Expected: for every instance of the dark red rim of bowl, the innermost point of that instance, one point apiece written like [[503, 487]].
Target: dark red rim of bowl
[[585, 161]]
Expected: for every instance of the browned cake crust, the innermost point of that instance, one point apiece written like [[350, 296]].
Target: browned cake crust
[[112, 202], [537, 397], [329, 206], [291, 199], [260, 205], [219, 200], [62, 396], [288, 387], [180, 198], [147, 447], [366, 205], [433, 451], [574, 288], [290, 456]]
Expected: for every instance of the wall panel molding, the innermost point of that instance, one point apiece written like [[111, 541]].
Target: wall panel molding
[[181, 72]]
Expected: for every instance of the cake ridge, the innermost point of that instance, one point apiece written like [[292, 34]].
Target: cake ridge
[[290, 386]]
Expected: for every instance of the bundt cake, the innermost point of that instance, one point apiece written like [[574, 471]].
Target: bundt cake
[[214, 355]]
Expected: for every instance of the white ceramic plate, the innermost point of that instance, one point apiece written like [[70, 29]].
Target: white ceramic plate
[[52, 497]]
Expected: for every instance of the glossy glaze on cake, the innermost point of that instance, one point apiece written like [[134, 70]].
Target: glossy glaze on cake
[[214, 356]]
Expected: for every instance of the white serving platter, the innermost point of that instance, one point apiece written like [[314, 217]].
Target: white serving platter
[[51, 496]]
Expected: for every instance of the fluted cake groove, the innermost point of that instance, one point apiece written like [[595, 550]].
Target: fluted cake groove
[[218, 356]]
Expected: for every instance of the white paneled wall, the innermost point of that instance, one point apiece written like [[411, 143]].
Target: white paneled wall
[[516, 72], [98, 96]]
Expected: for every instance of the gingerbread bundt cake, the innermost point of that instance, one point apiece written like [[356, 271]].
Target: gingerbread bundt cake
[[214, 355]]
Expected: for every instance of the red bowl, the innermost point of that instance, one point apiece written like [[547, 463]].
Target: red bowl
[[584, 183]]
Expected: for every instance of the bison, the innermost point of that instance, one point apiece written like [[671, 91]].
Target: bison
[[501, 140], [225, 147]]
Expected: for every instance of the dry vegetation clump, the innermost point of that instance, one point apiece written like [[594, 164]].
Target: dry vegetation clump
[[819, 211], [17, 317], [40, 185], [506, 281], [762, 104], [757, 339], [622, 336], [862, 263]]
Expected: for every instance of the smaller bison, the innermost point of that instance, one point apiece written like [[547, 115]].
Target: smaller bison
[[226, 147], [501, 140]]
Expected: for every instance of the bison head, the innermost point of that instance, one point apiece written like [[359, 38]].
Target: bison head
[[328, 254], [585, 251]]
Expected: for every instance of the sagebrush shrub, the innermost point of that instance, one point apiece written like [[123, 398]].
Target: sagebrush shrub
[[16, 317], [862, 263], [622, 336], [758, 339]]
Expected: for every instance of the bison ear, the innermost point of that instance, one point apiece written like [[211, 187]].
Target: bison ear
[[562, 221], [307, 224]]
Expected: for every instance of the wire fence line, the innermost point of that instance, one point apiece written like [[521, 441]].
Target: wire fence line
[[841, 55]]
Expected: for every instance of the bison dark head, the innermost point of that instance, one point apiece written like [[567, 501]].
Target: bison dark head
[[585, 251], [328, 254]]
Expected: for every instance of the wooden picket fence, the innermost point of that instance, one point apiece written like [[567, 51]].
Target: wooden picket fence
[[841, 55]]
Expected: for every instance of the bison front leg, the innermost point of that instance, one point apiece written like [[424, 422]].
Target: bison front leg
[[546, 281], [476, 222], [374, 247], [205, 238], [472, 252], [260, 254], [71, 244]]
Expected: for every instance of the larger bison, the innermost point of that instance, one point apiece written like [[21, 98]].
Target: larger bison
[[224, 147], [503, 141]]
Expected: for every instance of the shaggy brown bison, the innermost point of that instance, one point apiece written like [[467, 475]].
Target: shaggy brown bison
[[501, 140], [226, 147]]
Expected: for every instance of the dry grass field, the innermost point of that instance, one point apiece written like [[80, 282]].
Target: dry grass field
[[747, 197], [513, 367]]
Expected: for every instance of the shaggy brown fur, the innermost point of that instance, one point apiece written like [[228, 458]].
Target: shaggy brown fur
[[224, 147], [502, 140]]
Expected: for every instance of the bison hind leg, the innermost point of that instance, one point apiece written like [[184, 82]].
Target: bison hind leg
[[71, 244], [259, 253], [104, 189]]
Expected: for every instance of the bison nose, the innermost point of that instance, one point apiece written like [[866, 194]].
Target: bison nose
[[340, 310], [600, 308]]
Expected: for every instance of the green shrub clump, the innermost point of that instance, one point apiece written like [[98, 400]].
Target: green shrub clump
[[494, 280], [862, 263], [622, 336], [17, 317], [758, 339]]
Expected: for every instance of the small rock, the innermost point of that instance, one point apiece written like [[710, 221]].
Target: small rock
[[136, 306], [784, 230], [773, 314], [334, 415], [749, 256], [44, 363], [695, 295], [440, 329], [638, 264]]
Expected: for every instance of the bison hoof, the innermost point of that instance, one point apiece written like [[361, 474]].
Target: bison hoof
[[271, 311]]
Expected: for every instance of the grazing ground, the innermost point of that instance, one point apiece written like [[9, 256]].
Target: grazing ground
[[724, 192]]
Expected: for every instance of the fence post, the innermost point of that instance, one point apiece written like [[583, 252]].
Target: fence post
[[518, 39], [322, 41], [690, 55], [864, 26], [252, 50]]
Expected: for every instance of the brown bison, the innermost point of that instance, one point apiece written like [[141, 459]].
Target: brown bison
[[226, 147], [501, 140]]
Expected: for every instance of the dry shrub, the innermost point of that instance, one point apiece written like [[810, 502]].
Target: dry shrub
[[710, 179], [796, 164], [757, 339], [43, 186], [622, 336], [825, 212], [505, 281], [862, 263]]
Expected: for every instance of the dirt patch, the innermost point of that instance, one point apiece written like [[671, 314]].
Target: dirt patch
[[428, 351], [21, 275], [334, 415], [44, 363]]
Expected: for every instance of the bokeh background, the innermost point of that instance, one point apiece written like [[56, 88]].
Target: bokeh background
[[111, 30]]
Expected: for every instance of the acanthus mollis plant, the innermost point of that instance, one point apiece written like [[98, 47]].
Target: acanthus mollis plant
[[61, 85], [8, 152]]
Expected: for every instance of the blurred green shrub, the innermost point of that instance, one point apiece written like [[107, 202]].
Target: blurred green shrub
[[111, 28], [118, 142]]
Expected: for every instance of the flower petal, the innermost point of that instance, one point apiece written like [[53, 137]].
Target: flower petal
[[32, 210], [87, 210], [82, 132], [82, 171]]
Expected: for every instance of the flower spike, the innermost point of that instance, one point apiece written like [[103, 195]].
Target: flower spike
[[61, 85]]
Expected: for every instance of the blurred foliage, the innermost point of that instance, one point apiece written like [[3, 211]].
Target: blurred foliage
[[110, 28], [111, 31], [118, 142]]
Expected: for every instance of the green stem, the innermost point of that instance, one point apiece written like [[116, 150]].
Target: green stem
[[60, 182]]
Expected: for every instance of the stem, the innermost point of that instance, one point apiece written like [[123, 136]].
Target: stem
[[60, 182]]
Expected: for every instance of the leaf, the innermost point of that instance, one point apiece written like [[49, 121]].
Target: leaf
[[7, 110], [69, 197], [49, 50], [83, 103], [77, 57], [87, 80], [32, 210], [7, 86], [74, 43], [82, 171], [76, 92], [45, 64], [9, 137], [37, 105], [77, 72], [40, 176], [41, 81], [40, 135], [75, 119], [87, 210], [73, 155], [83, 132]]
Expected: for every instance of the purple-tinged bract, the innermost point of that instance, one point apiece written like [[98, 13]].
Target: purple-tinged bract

▸ Goal
Write out all the entries above again, substituting "center point" for every occurrence of "innermost point" and leaving everything else unchanged.

▸ Correct output
Expected: for every instance of the dark red rim of bowl, the center point of that instance, one point apiece written like [[503, 487]].
Target: dark red rim of bowl
[[585, 161]]
Expected: for every instance of the browned cake crust, the center point of that instance, one point apiece written like [[350, 296]].
Target: browned cake crust
[[112, 202], [537, 397], [329, 206], [291, 199], [260, 205], [219, 200], [62, 396], [288, 387], [180, 198], [147, 447], [366, 205], [433, 451], [574, 288], [290, 456]]
Expected: for every instance of the wall panel molding, the center point of that instance, one point apiece written like [[111, 541]].
Target: wall panel molding
[[181, 72]]
Expected: for every instance of the cake ridge, the center point of that instance, one point apiece written like [[292, 34]].
Target: cake ridge
[[290, 386]]
Expected: for every instance of the bundt cake, the center point of that instance, one point apiece written like [[574, 471]].
Target: bundt cake
[[214, 355]]
Expected: for every instance of the white ceramic plate, the center point of that instance, one point apiece written like [[70, 29]].
Target: white ceramic plate
[[52, 497]]
Expected: for every instance of the glossy glaze on cake, the center point of that instance, one point apiece written like [[134, 70]].
Target: glossy glaze on cake
[[214, 356]]
Expected: for every instance of the white serving platter, the center point of that instance, one point apiece written like [[314, 217]].
Target: white serving platter
[[51, 496]]
Expected: for every instance of the fluted cake groove, the center point of that instance, one point apiece written like [[595, 550]].
Target: fluted cake groove
[[218, 356]]
Expected: for every instance of the white paneled wall, the center point of that instance, one point apiece written like [[411, 143]].
Target: white paneled wall
[[516, 72], [98, 96]]
Expected: for every instance of the gingerbread bundt cake, the center point of that instance, one point apiece written like [[356, 271]].
Target: gingerbread bundt cake
[[214, 355]]
Expected: for every instance of the red bowl, the center point of that instance, one point apiece written like [[547, 463]].
Target: red bowl
[[584, 183]]
Expected: for every instance of the bison, the center point of that instance, one point apiece written like [[671, 91]].
Target: bison
[[501, 140], [225, 147]]
Expected: for every instance of the dry vegetation clump, the center point of that instance, one point apiece written like [[594, 164]].
Target: dry vegetation clump
[[819, 211], [17, 317], [40, 185], [506, 281], [762, 104], [757, 339], [622, 336], [862, 263]]
Expected: for every instance of the smaller bison, the center point of that instance, one point apiece written like [[547, 115]].
Target: smaller bison
[[226, 147], [501, 140]]
Expected: for every instance of the bison head, the center point of that instance, one point apiece written like [[359, 38]].
Target: bison head
[[328, 254], [585, 251]]
Expected: for every instance of the sagebrush shrub, the center point of that instance, one point apiece written like [[123, 398]].
Target: sagebrush shrub
[[16, 317], [862, 263], [622, 336], [758, 339]]
Expected: for every instance of the bison ear, the center point of that instance, one point apiece written like [[211, 187]].
Target: bison ear
[[562, 221], [307, 224]]
Expected: for every instance of the wire fence line, the center point of that instance, one point apiece written like [[521, 441]].
Target: wire fence line
[[841, 55]]
Expected: for every instance of the bison dark head, the center point of that instance, one point apiece written like [[567, 501]].
Target: bison dark head
[[585, 251], [328, 254]]
Expected: for every instance of the wooden picket fence, the center point of that instance, one point apiece written like [[567, 51]].
Target: wooden picket fence
[[841, 55]]
Expected: for every instance of the bison front leg, the center point of that instance, one point apiece written like [[424, 422]].
Target: bison front leg
[[546, 281], [476, 222], [374, 247], [205, 238], [472, 252], [260, 254], [71, 244]]
Expected: for every instance of the larger bison, the center point of that instance, one point apiece written like [[21, 98]].
Target: larger bison
[[224, 147], [503, 141]]
Expected: for every instance of the shaggy brown bison, the center point of that instance, one point apiece written like [[467, 475]].
Target: shaggy brown bison
[[501, 140], [226, 147]]
Expected: for every instance of the dry grass field, the center point of that instance, one point apiece written like [[80, 282]].
Target: dry grass field
[[747, 197], [513, 367]]
Expected: for every instance of the shaggy brown fur, the center point of that instance, one point apiece written like [[228, 458]].
Target: shaggy brown fur
[[224, 147], [502, 140]]
Expected: for every instance of the bison hind leg, the center point of that instance, one point apiece written like [[184, 82]].
Target: bison hind leg
[[71, 244], [259, 253], [104, 189]]
Expected: for every instance of the bison nose, the center point of that instance, one point apiece written like [[866, 194]].
Target: bison nose
[[340, 310], [600, 308]]
Expected: for every instance of the green shrub clump, the center point of that instance, one point apiece written like [[98, 400]].
Target: green shrub clump
[[494, 280], [862, 263], [622, 336], [17, 317], [758, 339]]
Expected: for every instance of the small rock, the center point of that instance, one point apiece written like [[710, 221]].
Target: small rock
[[136, 306], [784, 230], [773, 314], [334, 415], [749, 256], [44, 363], [695, 295], [440, 329], [638, 264]]
Expected: for every instance of the bison hoof, the center point of that instance, one point apiece written like [[361, 474]].
Target: bison hoof
[[271, 311]]
Expected: for every instance of the grazing ground, the center point of that instance, one point apiece written like [[9, 256]].
Target: grazing ground
[[724, 192]]
Expected: for every instance of the fence post, the center point of that instance, one point apiece written like [[583, 252]].
Target: fence post
[[518, 39], [322, 41], [690, 55], [864, 26], [252, 50]]
Expected: for every instance of the brown bison, the center point of that instance, one point apiece written like [[141, 459]].
Target: brown bison
[[226, 147], [501, 140]]
Expected: for every instance of the dry shrub, the center point of that instance, one point apiece written like [[810, 502]].
Target: dry shrub
[[710, 179], [796, 164], [757, 339], [43, 186], [622, 336], [825, 212], [505, 281], [862, 263]]
Expected: for every instance of the dirt patch, the center point of that instance, one point apiece written like [[671, 314]].
Target: dirt patch
[[428, 351], [21, 275], [334, 415], [44, 363]]
Expected: for every instance of the bokeh background, the center point of that instance, one point apiece written like [[56, 88]].
Target: bokeh background
[[111, 30]]
Expected: for every instance of the acanthus mollis plant, the center point of that instance, one point apiece written like [[98, 47]].
Target: acanthus mollis plant
[[61, 85], [8, 152]]
Expected: for every instance of the blurred green shrub, the center point of that instance, one point apiece written like [[107, 202]].
Target: blurred green shrub
[[111, 28], [118, 142]]
Expected: for every instance of the flower petal, the center point of that instance, one point apiece written like [[53, 137]].
Target: flower petal
[[32, 210], [87, 210], [82, 132], [82, 171]]
Expected: for every instance of the flower spike, the center point of that instance, one point apiece written like [[103, 195]].
Target: flower spike
[[61, 85]]
Expected: for every instance of the blurred foliage, the center point of that instance, one point apiece written like [[3, 211]].
Target: blurred foliage
[[110, 28], [111, 31], [118, 142]]
Expected: for every instance of the green stem, the center point of that instance, one point apiece written like [[116, 150]].
Target: green stem
[[60, 182]]
Expected: for every instance of the stem, the center point of that instance, one point apiece written like [[123, 136]].
Target: stem
[[60, 182]]
Expected: for every instance of the leaf, the center point of that instance, one point apiece written like [[49, 121]].
Target: leaf
[[7, 110], [69, 197], [49, 50], [83, 103], [77, 57], [87, 80], [32, 210], [7, 86], [74, 43], [82, 171], [76, 92], [45, 64], [9, 137], [37, 105], [77, 72], [40, 176], [41, 81], [40, 135], [75, 119], [87, 210], [73, 155], [83, 132]]
Expected: for every instance of the purple-tinged bract, the center point of that instance, one point apiece written like [[98, 13]].
Target: purple-tinged bract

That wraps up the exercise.